Copy the data exactly; pictures stay out of the copy.

**Data for this exercise:**
--

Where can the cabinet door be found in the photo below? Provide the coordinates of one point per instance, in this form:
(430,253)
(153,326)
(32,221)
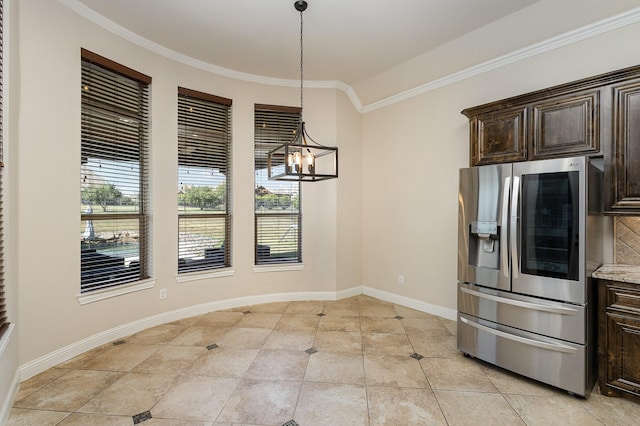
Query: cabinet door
(566,126)
(622,171)
(499,137)
(623,347)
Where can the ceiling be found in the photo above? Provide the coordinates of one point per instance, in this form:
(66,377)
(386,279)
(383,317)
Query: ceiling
(346,41)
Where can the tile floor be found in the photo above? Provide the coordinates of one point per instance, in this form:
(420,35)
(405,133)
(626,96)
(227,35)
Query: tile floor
(357,361)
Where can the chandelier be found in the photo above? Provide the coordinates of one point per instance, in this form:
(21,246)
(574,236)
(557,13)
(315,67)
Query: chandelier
(302,158)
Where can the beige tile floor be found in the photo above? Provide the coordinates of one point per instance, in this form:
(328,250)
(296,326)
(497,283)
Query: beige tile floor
(307,363)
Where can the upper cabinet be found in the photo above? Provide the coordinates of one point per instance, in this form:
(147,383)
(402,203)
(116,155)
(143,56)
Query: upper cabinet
(597,116)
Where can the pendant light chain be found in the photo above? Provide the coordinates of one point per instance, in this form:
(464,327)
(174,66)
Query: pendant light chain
(301,68)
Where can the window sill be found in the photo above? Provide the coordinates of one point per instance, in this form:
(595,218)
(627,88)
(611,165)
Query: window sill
(98,295)
(195,276)
(279,268)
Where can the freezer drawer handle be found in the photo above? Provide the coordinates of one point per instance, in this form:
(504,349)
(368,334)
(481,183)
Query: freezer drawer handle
(537,306)
(550,346)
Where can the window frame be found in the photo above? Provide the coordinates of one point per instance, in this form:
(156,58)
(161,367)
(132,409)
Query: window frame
(286,121)
(220,109)
(102,277)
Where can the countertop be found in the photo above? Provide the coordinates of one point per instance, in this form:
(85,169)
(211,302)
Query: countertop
(616,272)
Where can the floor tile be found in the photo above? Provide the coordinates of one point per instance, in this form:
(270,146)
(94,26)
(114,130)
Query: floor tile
(39,381)
(425,326)
(156,335)
(69,392)
(220,319)
(261,402)
(275,307)
(335,367)
(224,362)
(460,374)
(474,409)
(170,360)
(331,404)
(298,322)
(381,325)
(278,365)
(338,341)
(79,419)
(199,335)
(259,320)
(438,346)
(540,410)
(27,417)
(396,371)
(386,343)
(305,307)
(403,406)
(123,357)
(293,340)
(338,323)
(195,398)
(134,393)
(247,338)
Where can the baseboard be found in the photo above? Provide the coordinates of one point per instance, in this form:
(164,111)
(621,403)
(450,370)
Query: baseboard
(61,355)
(450,314)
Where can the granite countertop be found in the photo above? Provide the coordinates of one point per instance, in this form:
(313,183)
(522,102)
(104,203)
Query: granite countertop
(617,272)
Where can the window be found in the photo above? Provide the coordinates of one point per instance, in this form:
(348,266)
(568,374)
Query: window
(204,181)
(114,175)
(278,223)
(4,322)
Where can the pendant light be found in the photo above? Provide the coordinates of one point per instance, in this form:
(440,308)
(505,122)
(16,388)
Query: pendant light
(302,158)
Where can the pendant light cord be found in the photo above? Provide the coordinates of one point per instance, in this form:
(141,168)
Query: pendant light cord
(301,69)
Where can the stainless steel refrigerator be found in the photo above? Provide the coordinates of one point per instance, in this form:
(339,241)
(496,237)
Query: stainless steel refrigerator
(529,237)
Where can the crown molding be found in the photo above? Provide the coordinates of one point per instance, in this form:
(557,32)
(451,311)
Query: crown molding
(617,21)
(609,24)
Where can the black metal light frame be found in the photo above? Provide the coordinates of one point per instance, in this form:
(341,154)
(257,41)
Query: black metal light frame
(302,158)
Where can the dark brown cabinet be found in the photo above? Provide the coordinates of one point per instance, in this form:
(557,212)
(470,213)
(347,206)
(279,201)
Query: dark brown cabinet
(622,171)
(619,339)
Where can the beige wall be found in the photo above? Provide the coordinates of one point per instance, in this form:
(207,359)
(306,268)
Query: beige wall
(413,150)
(48,314)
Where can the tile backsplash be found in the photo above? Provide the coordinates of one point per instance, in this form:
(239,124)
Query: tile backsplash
(627,240)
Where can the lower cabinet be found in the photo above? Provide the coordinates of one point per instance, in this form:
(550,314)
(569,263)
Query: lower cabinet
(619,339)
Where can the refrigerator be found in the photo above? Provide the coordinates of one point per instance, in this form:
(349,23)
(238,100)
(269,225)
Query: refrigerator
(529,237)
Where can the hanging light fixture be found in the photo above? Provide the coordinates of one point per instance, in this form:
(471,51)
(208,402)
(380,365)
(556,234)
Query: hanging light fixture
(302,158)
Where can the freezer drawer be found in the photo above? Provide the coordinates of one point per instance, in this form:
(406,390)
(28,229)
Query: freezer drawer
(539,316)
(557,363)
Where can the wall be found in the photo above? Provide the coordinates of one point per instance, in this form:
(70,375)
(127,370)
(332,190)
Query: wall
(48,315)
(414,148)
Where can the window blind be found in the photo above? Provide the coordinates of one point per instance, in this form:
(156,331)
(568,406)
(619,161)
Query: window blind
(114,175)
(204,181)
(278,220)
(4,322)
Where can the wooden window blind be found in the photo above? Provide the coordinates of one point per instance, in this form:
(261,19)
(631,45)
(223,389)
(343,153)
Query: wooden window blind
(114,175)
(204,181)
(4,321)
(278,221)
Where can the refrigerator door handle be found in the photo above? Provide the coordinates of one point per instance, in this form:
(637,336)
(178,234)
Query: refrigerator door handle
(504,263)
(522,304)
(513,231)
(531,342)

--

**The completed task:**
Where can the cabinet door be found in the photo below? Provide the coordinates of one point per instance, in this form:
(430,253)
(153,326)
(32,221)
Query: cabinet door
(566,126)
(622,171)
(499,137)
(623,347)
Where can the ceiling be found in the photo above? Provide the coordinates of one point per instance, in this form:
(66,377)
(386,279)
(383,317)
Query: ceiling
(346,41)
Where can the tile floor be found in the photo above? Provide the coordinates of one point per instance, in this form:
(420,35)
(405,133)
(626,96)
(227,35)
Query: tile floor
(357,361)
Where can the chandelier be found in the photo above? Provide the coordinates of one point per instance, in this form:
(21,246)
(574,236)
(557,13)
(315,67)
Query: chandelier
(302,158)
Where can the beige tile floor be found in the photo above? Provide the coordinates of one point per instance, in this form:
(328,250)
(296,326)
(497,283)
Query: beige tile floor
(307,363)
Where can the upper cabinet be found in the photo above? Provide the coordinates of one point per instance, in this form:
(147,383)
(402,203)
(116,155)
(143,56)
Query: upper cabinet
(597,116)
Where can the pendant light chain be found in the photo above? Provide the coordinates of one point per instance, in this form:
(464,327)
(174,66)
Query: pendant light chain
(301,68)
Where can the window sill be found in the photo above? Provide the coordinates of one point per instance, in this form:
(595,218)
(627,88)
(611,165)
Query: window sill
(98,295)
(195,276)
(279,268)
Where can the freezer drawer handle be found in the photo above? Provide the coordinates of one point per instance, in this form:
(504,349)
(368,334)
(481,183)
Query: freezer drawer handle
(537,306)
(550,346)
Where can the window frame be found in the photo above? Provide the coordinates of one point per instance, in this form:
(156,58)
(161,367)
(132,409)
Query: window frame
(286,121)
(220,109)
(102,277)
Where can the countertop be found in the photo above? Provide the coordinates of one point per instance, in this form:
(85,169)
(211,302)
Query: countertop
(616,272)
Where can the floor tile be found in the photo above? Provide the coordinates of one point per instance, in this form:
(270,146)
(94,26)
(114,130)
Query: floor tile
(39,381)
(425,326)
(156,335)
(69,392)
(220,319)
(261,402)
(275,307)
(335,367)
(224,362)
(460,374)
(474,409)
(170,360)
(331,404)
(298,322)
(381,325)
(278,365)
(338,341)
(79,419)
(199,335)
(259,320)
(438,346)
(540,410)
(27,417)
(396,371)
(386,343)
(305,307)
(403,406)
(123,357)
(293,340)
(338,323)
(195,398)
(134,393)
(247,338)
Where can the baseboard be found in the photo above? Provide the coordinates of one point per instance, in this form:
(164,111)
(621,403)
(450,370)
Query: baseboard
(61,355)
(450,314)
Where can the granite countertop be found in the photo above? Provide the coordinates of one point per instance, in this form:
(313,183)
(522,102)
(104,203)
Query: granite countertop
(617,272)
Where can the window be found in the photo above? Provide the coordinates of one point per instance, in this form:
(348,266)
(568,374)
Query: window
(204,181)
(114,175)
(278,223)
(4,322)
Where can the pendant light be found in the photo above? Provide the coordinates of one point per instance, in this form:
(440,308)
(505,122)
(16,388)
Query: pendant light
(302,158)
Where can the pendant light cord be found in the photo above? Provide the coordinates of one point per instance, in this form:
(141,168)
Query: pendant light cord
(301,69)
Where can the stainless steel refrigerator be found in the photo above? Provide the coordinates of one point per instance, in this form:
(339,241)
(496,237)
Query: stainless steel refrigerator
(529,237)
Where can the crown molding be found in the photo above? Provide the coordinates of one point per instance, in this form:
(557,32)
(451,311)
Query: crown molding
(617,21)
(609,24)
Where can the black metal light frame be found in the photo above? Provide the coordinates of one point per instance, in this form:
(341,154)
(257,41)
Query: black metal light frame
(302,158)
Where can the dark brown cabinet be found in the photo above? Provide the coordinates of one point per instance, in this form:
(557,212)
(470,213)
(347,206)
(279,201)
Query: dark brown cabinet
(622,171)
(619,339)
Where can the beige wall be found in the photo above? Provide the coordinates of one point per instance, in this form:
(207,359)
(306,268)
Query: beige wall
(413,150)
(48,314)
Where can the tile backsplash be found in the photo above? Provide the coordinates of one point per instance, in this form:
(239,124)
Query: tile backsplash
(627,240)
Where can the lower cabinet be found in the photo above? Provide the coordinates of one point per instance, in this form:
(550,314)
(569,263)
Query: lower cabinet
(619,339)
Where can the refrigerator be found in the photo above? Provide the coordinates of one point per instance, in this form:
(349,23)
(238,100)
(269,225)
Query: refrigerator
(529,237)
Where can the hanging light fixture be found in the photo above? Provide the coordinates of one point per instance, in this form:
(471,51)
(208,402)
(380,365)
(556,234)
Query: hanging light fixture
(302,158)
Where can the freezer drawer be found in the photo above? Provide the coordinates of one point per instance, in this form:
(406,390)
(28,229)
Query: freezer drawer
(539,316)
(557,363)
Where can the wall be found in the photo above? Provide the coordinates of one point per instance, in this form:
(70,375)
(127,370)
(332,190)
Query: wall
(48,315)
(414,148)
Where can the window blind be found in the photo above? Provide the coordinates of one point per instance, in this form:
(156,331)
(568,406)
(619,161)
Query: window blind
(114,175)
(204,181)
(278,220)
(4,322)
Where can the wooden window blind be found in the photo above? Provide the coordinates of one point per instance, in this form:
(261,19)
(631,45)
(223,389)
(343,153)
Query: wooden window blind
(114,175)
(204,181)
(4,321)
(278,221)
Where can the refrigerator door handle be found in the photo above? Provide the coordinates of one point per instance, in this form:
(637,336)
(178,234)
Query: refrigerator door handle
(504,263)
(522,304)
(513,231)
(531,342)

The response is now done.